• **Required work**
Reproduce exactly the line in which "Could you please mark the reflection" occurs and all the lines after it, ending with the last line.
--
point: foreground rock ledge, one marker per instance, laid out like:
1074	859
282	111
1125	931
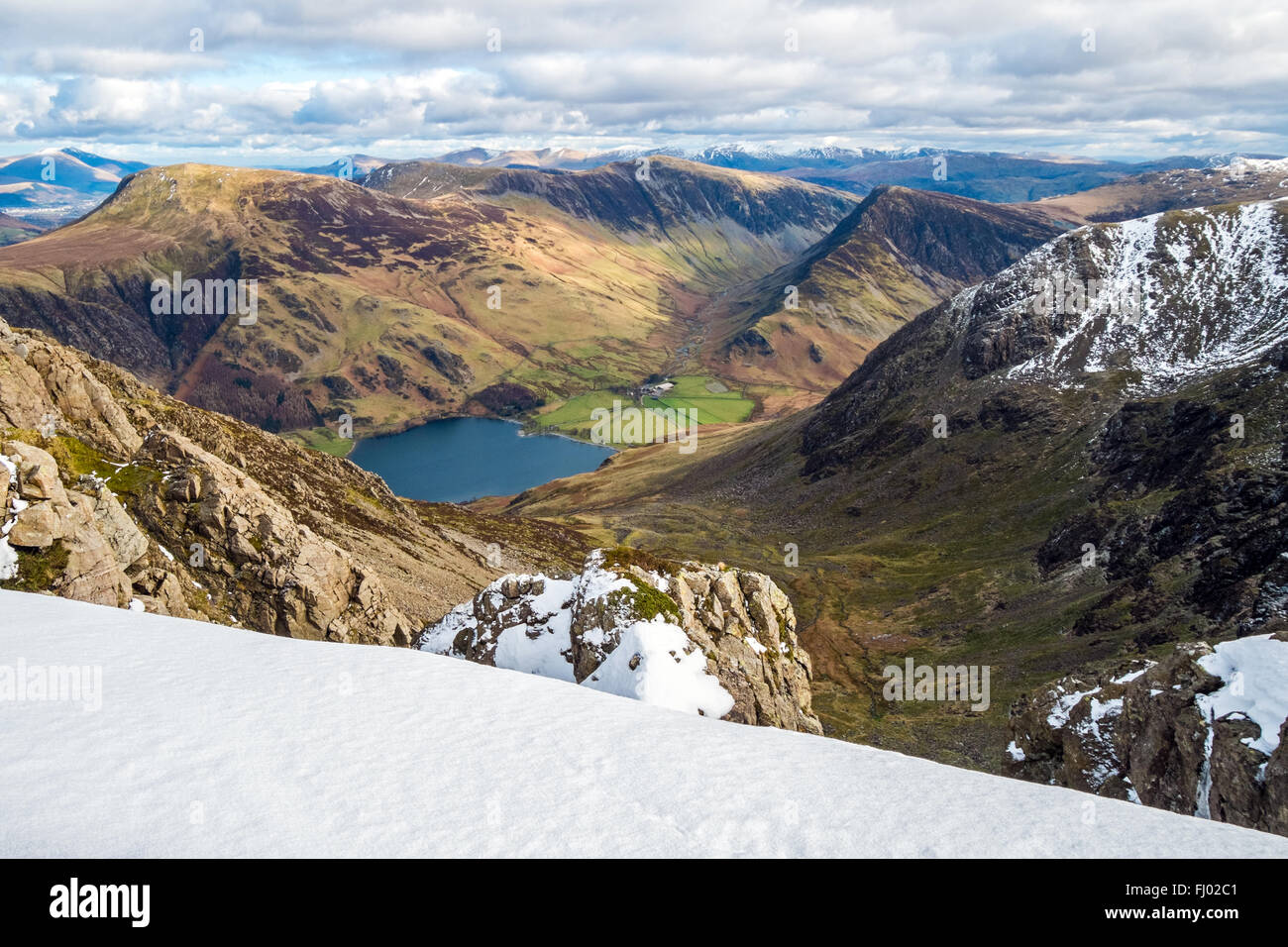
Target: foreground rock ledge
570	626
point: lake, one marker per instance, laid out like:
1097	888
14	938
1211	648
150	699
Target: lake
460	459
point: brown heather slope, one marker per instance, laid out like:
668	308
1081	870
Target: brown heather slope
894	257
378	307
967	549
1249	179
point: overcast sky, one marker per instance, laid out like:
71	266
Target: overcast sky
308	81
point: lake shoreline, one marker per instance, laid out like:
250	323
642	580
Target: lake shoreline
463	459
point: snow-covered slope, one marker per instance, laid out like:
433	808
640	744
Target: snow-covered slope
1167	298
211	741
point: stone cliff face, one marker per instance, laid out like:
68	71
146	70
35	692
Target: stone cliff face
1198	732
734	626
117	495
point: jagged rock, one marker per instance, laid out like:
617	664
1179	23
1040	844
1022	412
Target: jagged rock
284	578
1140	732
38	527
123	535
38	474
741	622
42	379
91	573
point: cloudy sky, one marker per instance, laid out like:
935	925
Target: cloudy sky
303	82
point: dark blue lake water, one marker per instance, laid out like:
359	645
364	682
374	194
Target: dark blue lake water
463	459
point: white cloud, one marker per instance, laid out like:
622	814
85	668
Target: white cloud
1164	76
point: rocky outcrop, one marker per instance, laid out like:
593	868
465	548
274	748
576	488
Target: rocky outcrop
1198	732
738	625
274	573
60	528
114	493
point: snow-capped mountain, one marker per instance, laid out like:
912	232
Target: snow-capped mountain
56	184
137	735
1167	299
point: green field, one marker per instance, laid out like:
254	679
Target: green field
709	401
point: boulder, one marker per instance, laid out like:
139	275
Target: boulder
741	622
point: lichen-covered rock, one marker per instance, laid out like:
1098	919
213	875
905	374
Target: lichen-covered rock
274	573
735	629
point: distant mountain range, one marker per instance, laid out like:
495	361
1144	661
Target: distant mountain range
52	187
1103	482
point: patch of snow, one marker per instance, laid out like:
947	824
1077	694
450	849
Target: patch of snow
1256	674
423	755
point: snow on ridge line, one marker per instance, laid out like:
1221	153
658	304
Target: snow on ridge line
1212	286
655	661
213	741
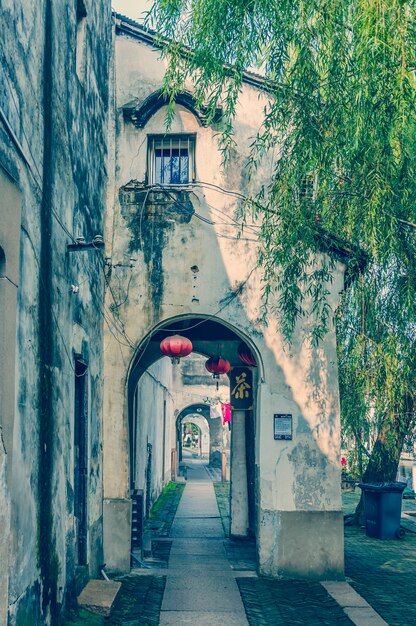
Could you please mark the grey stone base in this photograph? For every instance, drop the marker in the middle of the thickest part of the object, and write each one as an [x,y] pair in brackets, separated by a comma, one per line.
[307,545]
[117,534]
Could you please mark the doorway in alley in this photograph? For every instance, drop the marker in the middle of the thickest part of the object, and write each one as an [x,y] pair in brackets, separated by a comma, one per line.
[173,409]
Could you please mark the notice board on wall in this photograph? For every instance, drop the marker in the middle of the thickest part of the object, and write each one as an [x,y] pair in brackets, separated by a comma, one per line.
[283,426]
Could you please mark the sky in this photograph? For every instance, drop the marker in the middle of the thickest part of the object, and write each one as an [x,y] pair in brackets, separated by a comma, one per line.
[132,8]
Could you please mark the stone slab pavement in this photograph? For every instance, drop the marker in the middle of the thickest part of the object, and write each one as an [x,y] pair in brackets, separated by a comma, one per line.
[201,586]
[205,586]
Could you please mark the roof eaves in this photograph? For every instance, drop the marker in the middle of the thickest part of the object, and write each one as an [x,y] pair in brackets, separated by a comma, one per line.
[127,26]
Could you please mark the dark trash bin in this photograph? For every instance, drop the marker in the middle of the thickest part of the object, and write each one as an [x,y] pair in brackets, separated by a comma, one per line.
[383,508]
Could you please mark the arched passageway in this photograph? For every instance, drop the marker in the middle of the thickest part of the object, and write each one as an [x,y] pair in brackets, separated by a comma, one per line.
[154,432]
[196,412]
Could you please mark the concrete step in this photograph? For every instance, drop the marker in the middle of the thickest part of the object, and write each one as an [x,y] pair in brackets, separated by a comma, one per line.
[98,596]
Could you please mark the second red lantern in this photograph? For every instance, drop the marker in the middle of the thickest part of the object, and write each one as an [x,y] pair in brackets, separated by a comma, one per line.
[216,366]
[176,347]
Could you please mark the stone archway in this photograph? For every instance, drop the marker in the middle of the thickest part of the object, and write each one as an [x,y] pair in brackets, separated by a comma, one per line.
[215,430]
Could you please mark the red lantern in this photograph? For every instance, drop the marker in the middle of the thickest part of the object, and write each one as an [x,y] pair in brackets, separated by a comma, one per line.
[176,347]
[246,355]
[217,366]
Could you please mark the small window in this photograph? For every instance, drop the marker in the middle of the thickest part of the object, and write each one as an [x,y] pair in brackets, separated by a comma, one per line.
[171,159]
[80,50]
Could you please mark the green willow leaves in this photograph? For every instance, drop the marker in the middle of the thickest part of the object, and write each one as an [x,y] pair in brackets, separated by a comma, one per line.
[340,80]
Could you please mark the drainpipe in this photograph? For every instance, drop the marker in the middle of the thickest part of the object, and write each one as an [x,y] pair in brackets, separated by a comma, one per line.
[48,561]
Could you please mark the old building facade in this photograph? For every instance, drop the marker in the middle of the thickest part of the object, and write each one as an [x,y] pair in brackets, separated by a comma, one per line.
[173,216]
[54,95]
[89,408]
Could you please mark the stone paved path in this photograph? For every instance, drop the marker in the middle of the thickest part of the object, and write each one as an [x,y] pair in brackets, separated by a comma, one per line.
[201,586]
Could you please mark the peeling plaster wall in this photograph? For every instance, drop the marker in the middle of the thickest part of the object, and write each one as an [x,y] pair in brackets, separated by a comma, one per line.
[57,159]
[151,394]
[299,477]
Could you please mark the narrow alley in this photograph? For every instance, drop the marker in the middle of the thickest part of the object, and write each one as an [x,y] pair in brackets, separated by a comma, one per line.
[201,588]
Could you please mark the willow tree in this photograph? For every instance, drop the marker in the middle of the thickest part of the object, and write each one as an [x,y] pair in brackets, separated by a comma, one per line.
[340,76]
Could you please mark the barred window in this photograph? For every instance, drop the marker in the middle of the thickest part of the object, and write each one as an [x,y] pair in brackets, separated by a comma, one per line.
[171,159]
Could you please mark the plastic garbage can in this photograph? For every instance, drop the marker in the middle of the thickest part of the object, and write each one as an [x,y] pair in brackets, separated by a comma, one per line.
[383,508]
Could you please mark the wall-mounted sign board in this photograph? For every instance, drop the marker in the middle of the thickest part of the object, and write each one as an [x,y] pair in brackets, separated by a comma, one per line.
[241,389]
[283,426]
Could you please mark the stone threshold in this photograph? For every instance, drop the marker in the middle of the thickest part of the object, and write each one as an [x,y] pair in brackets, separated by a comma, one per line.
[354,606]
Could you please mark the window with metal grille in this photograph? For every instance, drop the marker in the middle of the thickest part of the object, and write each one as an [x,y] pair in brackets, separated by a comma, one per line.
[171,159]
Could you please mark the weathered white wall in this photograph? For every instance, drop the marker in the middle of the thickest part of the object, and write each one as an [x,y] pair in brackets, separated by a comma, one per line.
[153,390]
[53,145]
[298,481]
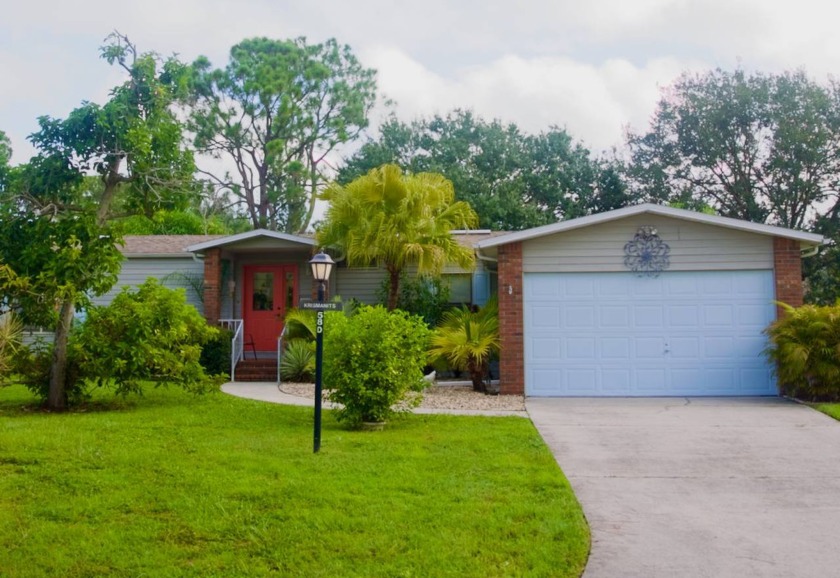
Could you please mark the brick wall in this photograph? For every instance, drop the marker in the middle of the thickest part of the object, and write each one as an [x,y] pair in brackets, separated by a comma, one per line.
[512,356]
[212,285]
[787,269]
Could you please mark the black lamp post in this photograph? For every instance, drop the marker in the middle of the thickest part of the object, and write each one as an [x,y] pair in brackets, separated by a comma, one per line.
[321,267]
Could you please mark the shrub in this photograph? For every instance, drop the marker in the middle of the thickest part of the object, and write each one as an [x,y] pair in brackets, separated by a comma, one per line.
[424,296]
[805,346]
[151,334]
[372,361]
[468,340]
[215,354]
[298,361]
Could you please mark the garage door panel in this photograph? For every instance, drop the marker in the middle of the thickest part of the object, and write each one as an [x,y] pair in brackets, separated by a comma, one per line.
[648,316]
[547,348]
[719,315]
[753,316]
[650,380]
[615,349]
[580,316]
[649,347]
[683,315]
[614,317]
[545,286]
[684,347]
[582,380]
[579,286]
[616,381]
[683,333]
[546,382]
[580,348]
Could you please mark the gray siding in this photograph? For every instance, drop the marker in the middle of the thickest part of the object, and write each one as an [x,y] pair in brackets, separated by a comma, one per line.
[135,272]
[358,283]
[694,247]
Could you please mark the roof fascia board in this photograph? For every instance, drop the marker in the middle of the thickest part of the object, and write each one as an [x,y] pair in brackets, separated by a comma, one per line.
[233,239]
[714,220]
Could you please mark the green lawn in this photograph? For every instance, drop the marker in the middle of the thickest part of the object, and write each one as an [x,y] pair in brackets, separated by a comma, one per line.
[832,409]
[175,485]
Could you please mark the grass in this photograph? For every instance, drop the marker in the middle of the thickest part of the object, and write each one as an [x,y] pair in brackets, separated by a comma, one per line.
[832,409]
[175,485]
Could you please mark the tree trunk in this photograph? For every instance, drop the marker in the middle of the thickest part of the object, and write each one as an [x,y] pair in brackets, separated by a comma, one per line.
[393,288]
[57,396]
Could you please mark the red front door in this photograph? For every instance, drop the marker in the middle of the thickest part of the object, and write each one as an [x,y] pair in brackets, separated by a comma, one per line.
[269,291]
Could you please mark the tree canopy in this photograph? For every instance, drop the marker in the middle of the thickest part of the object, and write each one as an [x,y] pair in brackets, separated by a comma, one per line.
[513,180]
[760,147]
[132,143]
[397,219]
[277,110]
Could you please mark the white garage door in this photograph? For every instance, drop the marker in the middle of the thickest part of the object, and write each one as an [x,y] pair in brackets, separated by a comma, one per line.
[617,334]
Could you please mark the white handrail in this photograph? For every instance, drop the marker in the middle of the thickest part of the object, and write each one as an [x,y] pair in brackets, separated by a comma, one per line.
[280,353]
[237,344]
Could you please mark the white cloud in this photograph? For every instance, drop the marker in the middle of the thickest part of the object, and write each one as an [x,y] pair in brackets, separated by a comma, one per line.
[594,103]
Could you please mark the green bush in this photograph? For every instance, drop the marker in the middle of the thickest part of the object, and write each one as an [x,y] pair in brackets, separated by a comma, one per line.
[298,361]
[805,346]
[150,334]
[372,361]
[31,366]
[215,354]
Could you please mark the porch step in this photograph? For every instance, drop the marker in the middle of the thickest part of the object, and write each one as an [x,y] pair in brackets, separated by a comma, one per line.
[256,370]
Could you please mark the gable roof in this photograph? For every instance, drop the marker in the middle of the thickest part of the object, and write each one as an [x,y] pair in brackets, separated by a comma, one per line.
[714,220]
[223,240]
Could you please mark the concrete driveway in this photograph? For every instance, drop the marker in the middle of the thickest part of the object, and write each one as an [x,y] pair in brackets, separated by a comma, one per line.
[700,487]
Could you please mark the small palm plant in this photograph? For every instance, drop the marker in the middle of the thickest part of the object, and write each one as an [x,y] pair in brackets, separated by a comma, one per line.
[805,345]
[11,330]
[468,339]
[298,362]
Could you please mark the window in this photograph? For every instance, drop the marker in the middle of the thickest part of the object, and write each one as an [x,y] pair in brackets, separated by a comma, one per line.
[263,298]
[460,288]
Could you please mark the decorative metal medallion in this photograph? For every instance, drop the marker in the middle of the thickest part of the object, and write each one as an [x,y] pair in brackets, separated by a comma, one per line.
[647,254]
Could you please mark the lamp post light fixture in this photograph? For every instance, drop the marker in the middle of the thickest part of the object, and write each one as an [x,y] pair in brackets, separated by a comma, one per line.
[321,267]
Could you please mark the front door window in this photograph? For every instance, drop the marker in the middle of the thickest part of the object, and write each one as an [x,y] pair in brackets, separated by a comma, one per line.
[263,294]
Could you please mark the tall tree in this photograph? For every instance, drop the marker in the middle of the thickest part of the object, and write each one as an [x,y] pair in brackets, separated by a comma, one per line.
[277,110]
[513,180]
[132,143]
[398,219]
[760,147]
[5,158]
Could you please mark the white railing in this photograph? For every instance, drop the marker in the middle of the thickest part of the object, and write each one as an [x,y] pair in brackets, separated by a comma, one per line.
[280,353]
[237,344]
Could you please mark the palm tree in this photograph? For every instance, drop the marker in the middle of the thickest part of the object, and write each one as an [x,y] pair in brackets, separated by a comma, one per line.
[397,219]
[468,339]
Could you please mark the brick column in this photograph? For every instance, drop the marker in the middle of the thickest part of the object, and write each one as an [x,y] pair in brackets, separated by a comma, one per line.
[512,355]
[212,285]
[787,270]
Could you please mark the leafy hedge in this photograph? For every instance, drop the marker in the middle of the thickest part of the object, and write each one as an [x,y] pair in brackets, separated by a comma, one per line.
[372,360]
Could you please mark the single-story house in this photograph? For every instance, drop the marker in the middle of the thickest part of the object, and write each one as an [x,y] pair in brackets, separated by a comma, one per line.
[641,301]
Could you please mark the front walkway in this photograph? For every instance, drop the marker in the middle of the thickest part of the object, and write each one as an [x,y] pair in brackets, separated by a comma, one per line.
[700,487]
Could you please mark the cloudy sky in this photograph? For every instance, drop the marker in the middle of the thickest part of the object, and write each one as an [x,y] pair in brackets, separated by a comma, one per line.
[594,67]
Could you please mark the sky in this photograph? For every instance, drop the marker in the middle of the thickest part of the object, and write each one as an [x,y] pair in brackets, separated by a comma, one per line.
[596,68]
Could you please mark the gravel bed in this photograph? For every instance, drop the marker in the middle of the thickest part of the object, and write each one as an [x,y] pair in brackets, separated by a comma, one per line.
[439,397]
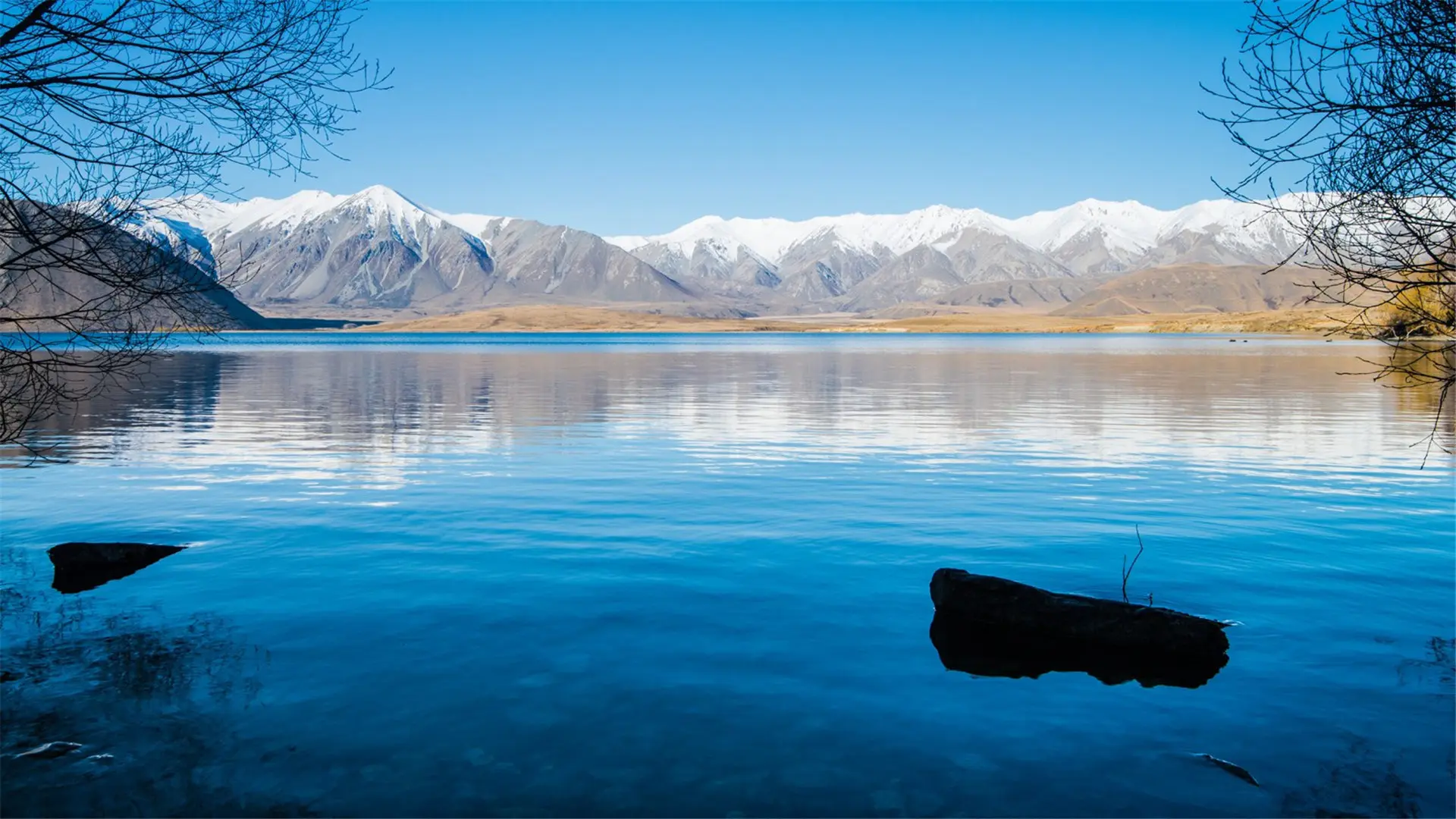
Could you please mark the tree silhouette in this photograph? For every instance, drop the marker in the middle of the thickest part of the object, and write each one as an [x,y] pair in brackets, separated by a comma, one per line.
[108,107]
[1350,108]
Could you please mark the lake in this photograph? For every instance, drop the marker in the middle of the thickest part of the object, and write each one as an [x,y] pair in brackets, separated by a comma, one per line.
[688,576]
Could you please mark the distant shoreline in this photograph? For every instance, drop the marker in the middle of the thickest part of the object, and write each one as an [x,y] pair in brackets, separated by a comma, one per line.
[551,318]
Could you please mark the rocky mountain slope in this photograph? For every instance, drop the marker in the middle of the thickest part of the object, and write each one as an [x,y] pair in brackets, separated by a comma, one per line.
[379,251]
[864,261]
[42,278]
[1197,289]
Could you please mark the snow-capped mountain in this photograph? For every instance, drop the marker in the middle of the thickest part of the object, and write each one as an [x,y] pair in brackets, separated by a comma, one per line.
[956,246]
[382,249]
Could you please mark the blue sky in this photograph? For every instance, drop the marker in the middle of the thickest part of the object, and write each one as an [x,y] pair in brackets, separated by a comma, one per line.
[635,118]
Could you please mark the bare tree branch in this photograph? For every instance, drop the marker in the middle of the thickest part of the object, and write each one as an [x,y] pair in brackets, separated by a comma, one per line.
[107,107]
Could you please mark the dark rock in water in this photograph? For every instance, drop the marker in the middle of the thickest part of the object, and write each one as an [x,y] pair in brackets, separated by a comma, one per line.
[1237,770]
[999,651]
[993,627]
[49,751]
[80,567]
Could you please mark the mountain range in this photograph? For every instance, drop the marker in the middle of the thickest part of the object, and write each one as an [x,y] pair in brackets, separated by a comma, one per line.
[379,253]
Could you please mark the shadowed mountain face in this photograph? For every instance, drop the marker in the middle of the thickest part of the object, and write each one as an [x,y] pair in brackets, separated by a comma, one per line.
[1196,287]
[373,249]
[536,261]
[44,278]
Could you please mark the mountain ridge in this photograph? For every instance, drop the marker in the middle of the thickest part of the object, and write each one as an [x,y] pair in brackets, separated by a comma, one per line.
[381,249]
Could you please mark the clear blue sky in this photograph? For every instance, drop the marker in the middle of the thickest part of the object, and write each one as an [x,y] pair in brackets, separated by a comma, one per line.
[635,118]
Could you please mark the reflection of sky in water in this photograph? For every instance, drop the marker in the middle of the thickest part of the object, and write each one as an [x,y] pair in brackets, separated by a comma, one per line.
[686,575]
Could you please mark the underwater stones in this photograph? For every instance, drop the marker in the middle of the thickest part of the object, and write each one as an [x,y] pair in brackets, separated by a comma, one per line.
[82,567]
[993,627]
[49,751]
--
• **Response to this exercise**
Could you please mark the reflection of sky in water in this photograph? For every instance, drop the marker in the middle of the thickest part of the object, and write each one as an [x,y] pair in brackets, separated by a comma, one per line.
[686,575]
Could you please mark the underwater stones in this photograph? For every instance, drop the marker in the middle of the thickest part of the object, and write each one as an [x,y] pair in brackets, separated by a comma, one per line.
[82,567]
[993,627]
[49,751]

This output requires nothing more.